Provided data:
• • • •
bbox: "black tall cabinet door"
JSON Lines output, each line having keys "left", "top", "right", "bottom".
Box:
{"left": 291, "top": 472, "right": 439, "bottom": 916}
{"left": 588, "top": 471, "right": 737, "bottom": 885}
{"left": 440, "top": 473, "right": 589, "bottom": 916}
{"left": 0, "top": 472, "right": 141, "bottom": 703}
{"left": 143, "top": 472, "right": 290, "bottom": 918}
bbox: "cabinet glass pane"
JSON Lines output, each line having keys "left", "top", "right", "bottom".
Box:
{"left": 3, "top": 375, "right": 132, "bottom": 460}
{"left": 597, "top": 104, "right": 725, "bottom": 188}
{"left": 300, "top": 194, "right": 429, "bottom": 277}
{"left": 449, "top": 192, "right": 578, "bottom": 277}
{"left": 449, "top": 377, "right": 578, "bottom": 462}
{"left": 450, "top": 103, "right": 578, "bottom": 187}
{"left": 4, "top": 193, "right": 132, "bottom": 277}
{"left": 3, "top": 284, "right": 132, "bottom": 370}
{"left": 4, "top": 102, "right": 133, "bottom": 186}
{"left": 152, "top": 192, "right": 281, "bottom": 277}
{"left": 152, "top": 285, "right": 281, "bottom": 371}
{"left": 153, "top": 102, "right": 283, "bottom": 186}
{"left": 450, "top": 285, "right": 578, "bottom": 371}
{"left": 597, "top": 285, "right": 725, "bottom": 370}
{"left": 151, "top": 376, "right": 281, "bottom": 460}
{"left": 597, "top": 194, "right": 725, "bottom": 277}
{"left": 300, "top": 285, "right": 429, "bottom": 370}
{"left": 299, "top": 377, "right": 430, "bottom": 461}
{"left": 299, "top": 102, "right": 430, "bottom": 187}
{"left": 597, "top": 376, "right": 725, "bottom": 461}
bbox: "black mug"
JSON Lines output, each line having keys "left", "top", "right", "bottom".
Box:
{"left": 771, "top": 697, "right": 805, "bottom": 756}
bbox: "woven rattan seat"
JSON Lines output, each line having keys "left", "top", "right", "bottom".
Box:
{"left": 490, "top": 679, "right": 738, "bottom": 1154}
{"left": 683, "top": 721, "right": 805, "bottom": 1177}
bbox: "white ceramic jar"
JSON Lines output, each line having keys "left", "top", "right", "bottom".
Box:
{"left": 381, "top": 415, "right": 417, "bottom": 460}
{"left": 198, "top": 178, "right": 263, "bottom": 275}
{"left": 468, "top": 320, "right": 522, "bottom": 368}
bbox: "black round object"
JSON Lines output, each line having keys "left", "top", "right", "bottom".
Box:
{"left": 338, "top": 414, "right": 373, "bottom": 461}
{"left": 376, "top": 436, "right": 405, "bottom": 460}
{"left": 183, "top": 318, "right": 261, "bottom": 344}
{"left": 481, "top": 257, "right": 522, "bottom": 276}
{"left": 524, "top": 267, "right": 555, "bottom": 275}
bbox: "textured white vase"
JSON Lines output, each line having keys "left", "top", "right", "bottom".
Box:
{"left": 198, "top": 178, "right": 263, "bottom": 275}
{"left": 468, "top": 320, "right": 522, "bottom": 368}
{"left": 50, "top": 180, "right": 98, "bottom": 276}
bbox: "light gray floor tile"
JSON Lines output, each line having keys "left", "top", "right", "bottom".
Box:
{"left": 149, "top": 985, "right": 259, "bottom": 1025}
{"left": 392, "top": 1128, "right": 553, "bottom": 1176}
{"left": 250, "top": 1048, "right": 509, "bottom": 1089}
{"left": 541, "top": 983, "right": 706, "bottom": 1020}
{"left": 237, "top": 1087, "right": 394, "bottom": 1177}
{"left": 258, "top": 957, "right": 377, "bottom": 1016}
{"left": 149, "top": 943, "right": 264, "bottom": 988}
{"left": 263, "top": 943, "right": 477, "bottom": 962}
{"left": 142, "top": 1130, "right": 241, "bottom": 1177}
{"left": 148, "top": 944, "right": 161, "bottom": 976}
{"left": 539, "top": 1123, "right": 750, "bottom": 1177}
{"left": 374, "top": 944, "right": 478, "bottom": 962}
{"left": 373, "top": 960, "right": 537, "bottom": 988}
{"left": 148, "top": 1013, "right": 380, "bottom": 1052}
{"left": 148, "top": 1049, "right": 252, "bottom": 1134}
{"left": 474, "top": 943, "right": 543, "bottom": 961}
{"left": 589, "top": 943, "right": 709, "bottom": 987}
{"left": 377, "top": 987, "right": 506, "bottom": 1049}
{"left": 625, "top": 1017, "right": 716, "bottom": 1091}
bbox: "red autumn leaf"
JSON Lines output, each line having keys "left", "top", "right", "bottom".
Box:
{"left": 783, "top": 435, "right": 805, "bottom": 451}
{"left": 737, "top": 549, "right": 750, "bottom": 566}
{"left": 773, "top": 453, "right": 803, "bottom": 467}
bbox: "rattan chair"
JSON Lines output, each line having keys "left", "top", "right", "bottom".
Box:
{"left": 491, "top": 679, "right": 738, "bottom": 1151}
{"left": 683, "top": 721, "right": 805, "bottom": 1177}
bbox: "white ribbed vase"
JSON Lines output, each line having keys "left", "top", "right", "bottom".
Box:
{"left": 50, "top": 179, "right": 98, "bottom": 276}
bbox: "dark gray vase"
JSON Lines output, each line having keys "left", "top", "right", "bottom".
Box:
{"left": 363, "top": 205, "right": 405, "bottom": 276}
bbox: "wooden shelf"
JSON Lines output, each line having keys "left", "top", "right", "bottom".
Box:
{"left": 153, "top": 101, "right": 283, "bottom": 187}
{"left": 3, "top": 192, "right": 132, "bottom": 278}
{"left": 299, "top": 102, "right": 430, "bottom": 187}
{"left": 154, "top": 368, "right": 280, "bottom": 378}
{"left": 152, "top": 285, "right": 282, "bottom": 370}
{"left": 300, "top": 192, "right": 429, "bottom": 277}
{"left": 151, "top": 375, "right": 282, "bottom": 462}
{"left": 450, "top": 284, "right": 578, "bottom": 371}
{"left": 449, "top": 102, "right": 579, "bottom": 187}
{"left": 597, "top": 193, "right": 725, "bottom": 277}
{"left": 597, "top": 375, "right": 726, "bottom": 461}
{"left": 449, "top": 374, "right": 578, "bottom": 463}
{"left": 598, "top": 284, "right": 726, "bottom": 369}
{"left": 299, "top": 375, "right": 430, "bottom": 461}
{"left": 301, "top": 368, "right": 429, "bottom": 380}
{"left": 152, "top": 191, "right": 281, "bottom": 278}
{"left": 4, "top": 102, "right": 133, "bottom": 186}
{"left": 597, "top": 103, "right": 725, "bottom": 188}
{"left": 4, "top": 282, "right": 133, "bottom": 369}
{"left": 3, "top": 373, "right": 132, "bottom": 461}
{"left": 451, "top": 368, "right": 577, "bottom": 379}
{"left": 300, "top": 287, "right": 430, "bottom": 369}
• • • •
Wherever the string "vase" shows up in the material, copy the line that holds it.

Answer:
bbox: "textured white vase"
bbox: "white ribbed vase"
bbox: "dark gray vase"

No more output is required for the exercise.